[Collected data entries]
= = = =

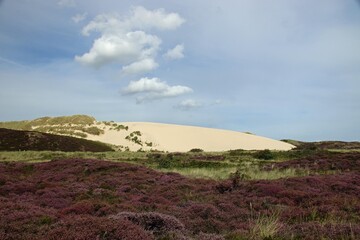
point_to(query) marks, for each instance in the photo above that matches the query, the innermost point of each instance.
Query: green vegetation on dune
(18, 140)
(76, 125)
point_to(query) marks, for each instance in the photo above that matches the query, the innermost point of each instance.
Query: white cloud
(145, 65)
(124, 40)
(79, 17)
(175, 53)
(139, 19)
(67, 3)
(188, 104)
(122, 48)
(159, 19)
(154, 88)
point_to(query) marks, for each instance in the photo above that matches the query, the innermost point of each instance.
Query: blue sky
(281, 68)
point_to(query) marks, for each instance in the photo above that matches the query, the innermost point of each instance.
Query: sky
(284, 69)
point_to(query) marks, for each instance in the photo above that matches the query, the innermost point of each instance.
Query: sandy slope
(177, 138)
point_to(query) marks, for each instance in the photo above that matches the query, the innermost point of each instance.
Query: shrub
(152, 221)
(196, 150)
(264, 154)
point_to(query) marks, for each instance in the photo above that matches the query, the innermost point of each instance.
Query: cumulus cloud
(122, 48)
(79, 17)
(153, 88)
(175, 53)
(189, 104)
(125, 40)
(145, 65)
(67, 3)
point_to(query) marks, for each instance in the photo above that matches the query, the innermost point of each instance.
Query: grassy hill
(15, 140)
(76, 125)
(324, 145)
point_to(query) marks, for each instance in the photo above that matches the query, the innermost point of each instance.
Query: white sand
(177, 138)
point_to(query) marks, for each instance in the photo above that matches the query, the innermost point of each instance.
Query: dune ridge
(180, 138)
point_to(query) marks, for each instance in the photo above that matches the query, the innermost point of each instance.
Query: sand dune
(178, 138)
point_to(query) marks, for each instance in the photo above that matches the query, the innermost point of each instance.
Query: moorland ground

= = = =

WHAT THIS TASK INVOLVES:
Pictures are to be omitted; otherwise, write out the data exactly as it appears.

TASK SOLUTION:
point_to(query) marks, for each instance in the photo above that matches the query, the innermost point of each instance.
Query: green vegetation on dune
(18, 140)
(76, 125)
point_to(query) marks, for each instance in the photo above that matches the query, the innermost point of each instance.
Query: white cloud
(145, 65)
(124, 40)
(79, 17)
(175, 53)
(139, 19)
(67, 3)
(188, 104)
(122, 48)
(159, 19)
(154, 88)
point_to(query) marks, for each instance in the photo above that matches the query, the innermost point of each instance.
Query: blue sky
(281, 68)
point_to(query) marks, for each instance in the photo above that matches the query, the innermost point of each instance.
Query: sky
(284, 69)
point_to(query) marks, for each instance in the photo above that matches the query, the innermost point of each instance.
Query: sandy slope
(177, 138)
point_to(query) marks, for each instance in the photo above that matches the query, the innermost point of each instance.
Query: shrub
(152, 221)
(196, 150)
(264, 154)
point_to(query) marks, for each instance in the photo above that matches the query, the innermost point of each instance.
Query: cumulus cloud
(122, 48)
(79, 17)
(153, 88)
(175, 53)
(189, 104)
(125, 40)
(145, 65)
(67, 3)
point_to(query) marks, for each instance in the photo above that matches the query, the innermost point of each instance.
Query: grassy hill
(15, 140)
(76, 125)
(324, 145)
point_to(query) marks, for each instance in the photo above that matches the query, the innermost point of each instance.
Query: white sand
(177, 138)
point_to(query) marks, for each instance in the photo above that matches the query, the innermost point of each instance.
Query: dune ridge
(180, 138)
point_to(query) marks, for each instance in the photo above that matches the query, the innermost point of each instance.
Query: sand dune
(178, 138)
point_to(query) marks, for each instance in the photo above that matches the query, the innermost point of each instance.
Query: moorland ground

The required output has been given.